:: SOURCE TEXT ::
Used codex cli (5.4) for the first time (had never used codex or gpt for coding before - was using Opus 4.5 for everything), and it seems quite good. One thing I like is it's very focused on tests. Like it will just start setting up units tests for specs without you asking (whereas Opus would never do that unless you asked)-- I like that and think it's generally good. One thing I don't like about GPT though is it pauses too much throughout tasks where the immediate plan and also the more outward plan are all extremely well defined already in agents.md, but it still pauses too much between tasks saying, next logical task is X, and I say yeah go ahead, instead of it just proceeding to the next task which Id rather it do. I suppose that is a preference that should be put in some document? (agents.md?)
well I have a running model (ha!) in my head about the frontier providers thats roughly like this:
- chatgpt is kinda autistic and must follow procedures no matter what and writes like some bland soulless but kinda correct style. great at research, horrible at creativity, slow at getting things done but at least getting there. good architect, mid builder, horrible designer/writer.
- claude is the sensitive diva that is able to really produce elegant code but has to be reminded of correctness checks and quality gates repeatedly, so it arrives at something good very fast (sometimes oneshot) but then loses time for correction loops and "those details". great overall balance, but permanent helicoptering needed or else it derails into weird loops.

:: WHAT THIS EXERCISE ASKS ::
(A) Quote from the coding-assistant comparison, starting at "well I have" and ending at "builder, horrible designer/writer.", with every word and mark kept as it stands.
(B) Write the next part of the coding-assistant comparison, picking up after its last sentence.

:: DATA ::
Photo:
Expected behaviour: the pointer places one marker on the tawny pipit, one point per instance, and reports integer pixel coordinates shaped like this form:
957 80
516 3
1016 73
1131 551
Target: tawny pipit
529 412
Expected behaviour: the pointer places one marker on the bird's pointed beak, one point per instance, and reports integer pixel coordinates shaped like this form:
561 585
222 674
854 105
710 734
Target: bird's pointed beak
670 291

:: EXPECTED OUTPUTS ::
(A)
well I have a running model (ha!) in my head about the frontier providers thats roughly like this:
- chatgpt is kinda autistic and must follow procedures no matter what and writes like some bland soulless but kinda correct style. great at research, horrible at creativity, slow at getting things done but at least getting there. good architect, mid builder, horrible designer/writer.

(B)
- grok is the maker, super fast and on target, but doesn't think deeply as the others, its entirely goal/achievement focussed and does just enough things to get there. uniqiely it doesn't argue or self-monologue constantly about doubts or safety or ethics, but drives forward where other stuggles, and faster than others. cannot conenctrate for too long, but delivers fast. tons of quick edits? grok it is. "experimental" stuff that is not safe talking about... definitely grok.
- gemini is whatever you quickly need in your GSuite, plus looking at what others are doing and helping out with a sometimes different perspective, but beyond that worse than all the others on top.
- kimi: currently using it on the side, not bad at all so far, but also nothing distinct I crystallized in my head.
Tried using 5.4 xhigh/codex yesterday with very narrow direction to write bazel rules for something. This is a pretty boiler-plate-y task with specific requirements. All it had to do was produce a normal rule set s.t. one could write declarative statements to use them just like any other language integration. It gave back a dumpsterfire, just shoehorning specific imperative build scripts into starlark. Asked opus 4.6 and got a normal sane ruleset.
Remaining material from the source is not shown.